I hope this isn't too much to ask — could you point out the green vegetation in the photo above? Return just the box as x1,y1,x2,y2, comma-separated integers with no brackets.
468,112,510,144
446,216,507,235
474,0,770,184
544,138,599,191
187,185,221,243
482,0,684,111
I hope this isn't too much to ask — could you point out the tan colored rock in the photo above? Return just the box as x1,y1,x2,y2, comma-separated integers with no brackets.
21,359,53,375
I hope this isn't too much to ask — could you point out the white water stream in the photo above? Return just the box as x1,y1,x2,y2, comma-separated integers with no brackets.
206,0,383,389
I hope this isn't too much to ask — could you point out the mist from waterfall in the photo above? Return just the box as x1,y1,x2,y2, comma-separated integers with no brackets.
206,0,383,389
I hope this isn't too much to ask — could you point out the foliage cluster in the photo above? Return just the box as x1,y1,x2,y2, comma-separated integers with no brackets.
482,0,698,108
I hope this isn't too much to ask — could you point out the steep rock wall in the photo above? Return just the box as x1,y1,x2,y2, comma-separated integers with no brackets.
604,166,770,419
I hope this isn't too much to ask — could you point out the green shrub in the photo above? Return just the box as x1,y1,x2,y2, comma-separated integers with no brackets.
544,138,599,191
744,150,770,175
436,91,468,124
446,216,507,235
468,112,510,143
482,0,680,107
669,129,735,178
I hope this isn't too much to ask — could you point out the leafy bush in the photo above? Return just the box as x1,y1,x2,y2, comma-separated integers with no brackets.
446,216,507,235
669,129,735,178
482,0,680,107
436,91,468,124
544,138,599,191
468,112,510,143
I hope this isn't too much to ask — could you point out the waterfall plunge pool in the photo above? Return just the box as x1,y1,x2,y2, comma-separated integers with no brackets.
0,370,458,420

# The problem:
Could you format every line of the data above as a numbered list, leaving out any blank lines?

# Task result:
1. I hope this isn't too much to ask — could you point out the green vegetation in the photo above? Return just the box as x1,y1,x2,y2, comma-separated integers with no brackets.
2. 468,112,510,144
3. 446,216,507,235
4. 474,0,770,184
5. 544,138,599,191
6. 187,185,221,243
7. 482,0,684,111
8. I hope this isn't too much to ask — could you point out the tan colored rock in the photo above? Return just the box as x1,y1,x2,y2, comma-separated integers with no brackets.
9. 21,359,53,375
10. I hope this isn't too much to ask — could you point out the white water stream in the photo above? Return just the box as x1,y1,x2,y2, comma-separated integers with no brackets.
11. 206,0,383,389
12. I hope this isn't too much to ask — could you point out the mist from waterfall in the photo above? Return just the box as x1,y1,x2,y2, comma-separated integers with no brackets.
13. 206,0,383,389
14. I hope this isn't too much to ask — could you point out the foliage cluster in the photo above? Return just the box as x1,y1,x2,y2, comma-separated integers with no brackets.
15. 482,0,698,108
16. I hope this isn't too much to ask — could you point out the steep rock wall in the photo above? Return just the box as x1,y1,x2,y2, comma-separated integers with no brackets.
17. 604,166,770,419
18. I hope this isn't too much to ask — could you point out the green shrub in the photo above? Return just the box as x1,y1,x2,y2, comma-separated integers with no brackets.
19. 544,138,599,191
20. 744,150,770,175
21. 436,91,468,124
22. 446,216,507,235
23. 468,112,510,143
24. 482,0,680,107
25. 669,129,735,178
26. I hope this isn't too much to ask — could you point out the leafy bush in the photo above? Return just the box as x1,y1,x2,y2, comma-separated integers with no brackets.
27. 446,216,507,235
28. 669,129,735,178
29. 482,0,680,107
30. 436,91,468,124
31. 544,138,599,191
32. 468,112,510,143
33. I hope this isn't too much to ask — could you point out the waterfall plunge pool in the photo above? Return just the box as x1,y1,x2,y2, comma-separated integers with no brackets.
34. 0,370,458,420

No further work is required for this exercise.